Position identification records
begin

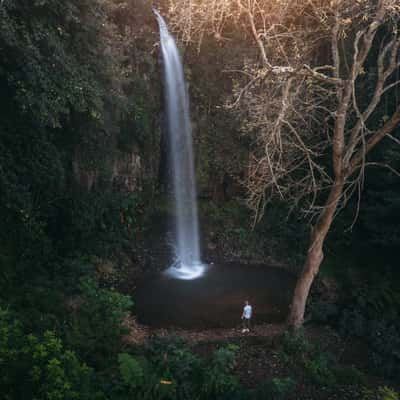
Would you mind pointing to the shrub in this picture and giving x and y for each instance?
(295, 343)
(382, 393)
(275, 389)
(139, 380)
(349, 375)
(218, 382)
(97, 328)
(40, 367)
(320, 369)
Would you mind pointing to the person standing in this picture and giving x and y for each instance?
(246, 316)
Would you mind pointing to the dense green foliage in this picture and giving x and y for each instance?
(79, 114)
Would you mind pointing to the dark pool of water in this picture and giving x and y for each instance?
(216, 299)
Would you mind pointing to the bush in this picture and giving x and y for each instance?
(275, 389)
(40, 367)
(295, 344)
(140, 381)
(349, 375)
(320, 369)
(382, 393)
(218, 382)
(97, 327)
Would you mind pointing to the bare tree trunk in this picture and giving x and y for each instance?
(315, 256)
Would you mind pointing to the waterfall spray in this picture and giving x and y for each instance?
(188, 264)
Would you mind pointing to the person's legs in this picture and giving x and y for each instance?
(247, 323)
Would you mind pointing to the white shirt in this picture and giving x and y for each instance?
(247, 311)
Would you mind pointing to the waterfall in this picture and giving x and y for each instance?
(187, 264)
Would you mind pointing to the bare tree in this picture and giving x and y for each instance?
(304, 103)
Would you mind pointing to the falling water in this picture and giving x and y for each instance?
(188, 264)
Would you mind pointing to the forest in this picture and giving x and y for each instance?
(294, 202)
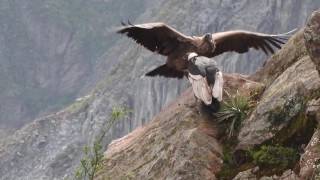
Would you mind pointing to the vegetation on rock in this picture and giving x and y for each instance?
(91, 163)
(234, 109)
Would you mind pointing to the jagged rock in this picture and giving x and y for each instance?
(312, 38)
(310, 158)
(248, 174)
(120, 70)
(179, 143)
(313, 109)
(281, 103)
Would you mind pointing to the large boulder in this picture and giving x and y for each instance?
(282, 104)
(181, 142)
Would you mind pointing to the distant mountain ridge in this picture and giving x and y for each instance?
(50, 146)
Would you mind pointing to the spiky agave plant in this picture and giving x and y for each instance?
(234, 110)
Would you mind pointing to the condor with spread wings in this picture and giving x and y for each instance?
(165, 40)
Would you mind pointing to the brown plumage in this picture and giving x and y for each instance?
(165, 40)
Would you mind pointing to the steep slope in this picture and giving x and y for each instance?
(147, 96)
(183, 143)
(48, 52)
(51, 52)
(50, 147)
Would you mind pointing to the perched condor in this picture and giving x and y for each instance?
(165, 40)
(205, 77)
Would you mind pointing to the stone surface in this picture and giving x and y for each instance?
(312, 38)
(50, 147)
(310, 158)
(179, 143)
(53, 52)
(284, 97)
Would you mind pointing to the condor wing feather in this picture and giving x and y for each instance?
(242, 41)
(157, 37)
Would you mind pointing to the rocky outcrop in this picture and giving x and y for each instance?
(181, 142)
(53, 52)
(270, 141)
(50, 147)
(312, 38)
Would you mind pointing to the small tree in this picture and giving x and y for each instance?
(91, 163)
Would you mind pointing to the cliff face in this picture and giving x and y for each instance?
(48, 52)
(279, 139)
(50, 147)
(53, 52)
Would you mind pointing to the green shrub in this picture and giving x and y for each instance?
(275, 157)
(234, 109)
(91, 163)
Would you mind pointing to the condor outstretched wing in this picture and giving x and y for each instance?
(157, 37)
(241, 41)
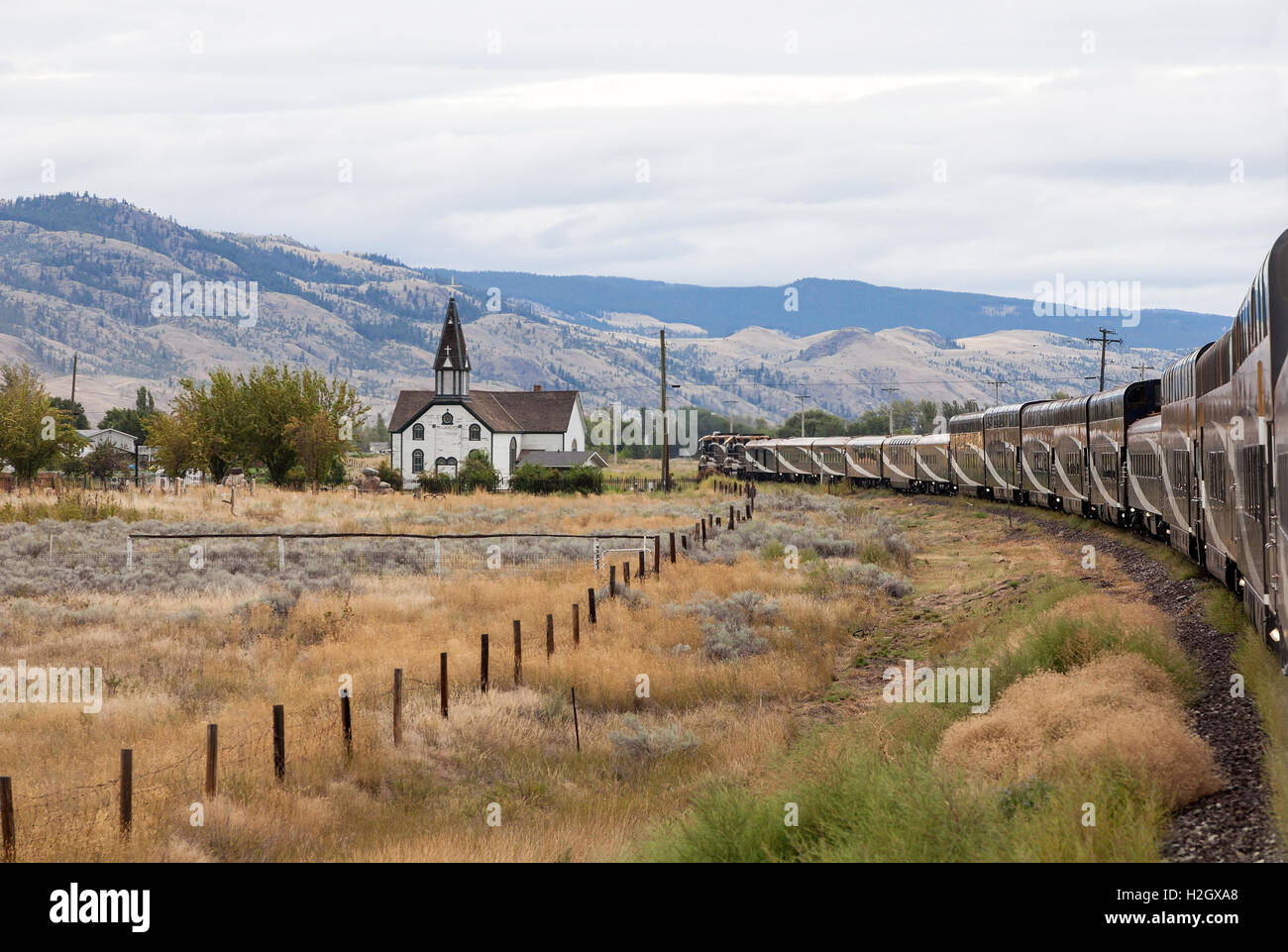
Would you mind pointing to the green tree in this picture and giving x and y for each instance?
(818, 423)
(34, 434)
(478, 472)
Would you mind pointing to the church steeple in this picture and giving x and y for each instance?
(452, 365)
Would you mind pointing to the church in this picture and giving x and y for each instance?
(436, 429)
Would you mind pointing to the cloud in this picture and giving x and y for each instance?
(1098, 140)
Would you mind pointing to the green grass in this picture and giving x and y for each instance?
(1263, 682)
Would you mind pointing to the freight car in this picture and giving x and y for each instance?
(1192, 459)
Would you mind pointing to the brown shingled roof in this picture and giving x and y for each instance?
(503, 411)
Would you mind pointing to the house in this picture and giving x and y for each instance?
(436, 429)
(120, 440)
(555, 459)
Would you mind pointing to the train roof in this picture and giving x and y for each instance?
(965, 420)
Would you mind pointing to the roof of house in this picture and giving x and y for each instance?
(502, 411)
(563, 459)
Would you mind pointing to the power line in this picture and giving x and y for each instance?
(892, 390)
(1106, 338)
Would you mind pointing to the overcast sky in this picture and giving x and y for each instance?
(1096, 140)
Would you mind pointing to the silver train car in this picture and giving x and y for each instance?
(1193, 458)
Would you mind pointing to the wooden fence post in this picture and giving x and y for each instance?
(127, 792)
(397, 706)
(279, 741)
(576, 727)
(518, 655)
(347, 723)
(8, 839)
(211, 758)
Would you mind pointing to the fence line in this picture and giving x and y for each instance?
(183, 782)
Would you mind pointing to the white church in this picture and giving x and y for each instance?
(436, 429)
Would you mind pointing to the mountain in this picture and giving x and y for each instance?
(80, 274)
(823, 304)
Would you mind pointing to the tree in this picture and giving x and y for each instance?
(33, 432)
(818, 423)
(124, 420)
(316, 440)
(176, 445)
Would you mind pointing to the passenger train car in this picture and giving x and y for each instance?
(1192, 459)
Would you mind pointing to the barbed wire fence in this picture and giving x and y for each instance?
(143, 802)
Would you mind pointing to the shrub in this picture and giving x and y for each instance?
(478, 473)
(729, 639)
(434, 482)
(639, 743)
(536, 479)
(589, 479)
(295, 478)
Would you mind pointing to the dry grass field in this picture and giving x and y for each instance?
(763, 659)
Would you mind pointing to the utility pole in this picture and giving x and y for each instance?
(617, 427)
(892, 390)
(1106, 338)
(666, 433)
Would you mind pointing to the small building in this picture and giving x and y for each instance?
(437, 429)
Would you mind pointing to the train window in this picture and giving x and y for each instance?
(1253, 480)
(1216, 476)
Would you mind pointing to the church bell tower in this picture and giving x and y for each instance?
(452, 365)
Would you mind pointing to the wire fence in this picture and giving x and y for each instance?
(98, 560)
(154, 798)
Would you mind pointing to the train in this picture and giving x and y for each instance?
(1192, 459)
(724, 453)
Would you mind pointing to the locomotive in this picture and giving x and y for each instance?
(1192, 459)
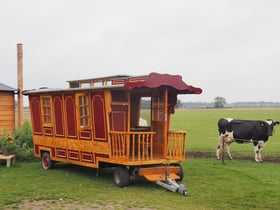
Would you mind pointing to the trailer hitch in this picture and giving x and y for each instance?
(172, 185)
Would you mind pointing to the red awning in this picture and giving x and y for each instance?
(156, 80)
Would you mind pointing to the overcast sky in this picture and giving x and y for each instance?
(228, 48)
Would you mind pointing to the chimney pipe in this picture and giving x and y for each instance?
(20, 84)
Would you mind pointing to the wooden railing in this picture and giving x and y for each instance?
(135, 146)
(138, 146)
(176, 145)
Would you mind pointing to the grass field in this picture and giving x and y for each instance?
(237, 184)
(202, 129)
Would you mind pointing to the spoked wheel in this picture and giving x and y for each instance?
(121, 176)
(180, 173)
(47, 163)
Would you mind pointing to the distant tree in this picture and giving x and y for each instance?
(219, 102)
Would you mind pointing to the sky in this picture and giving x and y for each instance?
(229, 48)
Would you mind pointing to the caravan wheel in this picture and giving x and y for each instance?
(180, 173)
(46, 160)
(121, 176)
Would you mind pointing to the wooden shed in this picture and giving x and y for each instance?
(7, 109)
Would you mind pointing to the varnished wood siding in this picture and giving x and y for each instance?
(7, 112)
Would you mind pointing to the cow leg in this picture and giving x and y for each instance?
(219, 147)
(260, 147)
(256, 150)
(227, 147)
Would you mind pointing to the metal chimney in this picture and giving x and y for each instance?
(20, 84)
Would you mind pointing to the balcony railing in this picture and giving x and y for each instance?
(135, 146)
(138, 146)
(176, 145)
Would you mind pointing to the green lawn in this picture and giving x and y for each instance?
(202, 129)
(237, 184)
(212, 185)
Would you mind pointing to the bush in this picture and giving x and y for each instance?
(23, 142)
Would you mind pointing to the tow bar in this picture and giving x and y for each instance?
(172, 185)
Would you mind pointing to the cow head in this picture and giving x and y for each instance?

end

**Short exercise**. Output, word for word, the stretch of the listing from the line containing "Would you mind pointing to the tow" through the end of the listing.

**Answer for this exercise**.
Would you mind pointing to the tow bar in this picture and giving x and y for each instance?
(172, 185)
Would you mind pointing to the cow head in this picture and giving x and y for each instance?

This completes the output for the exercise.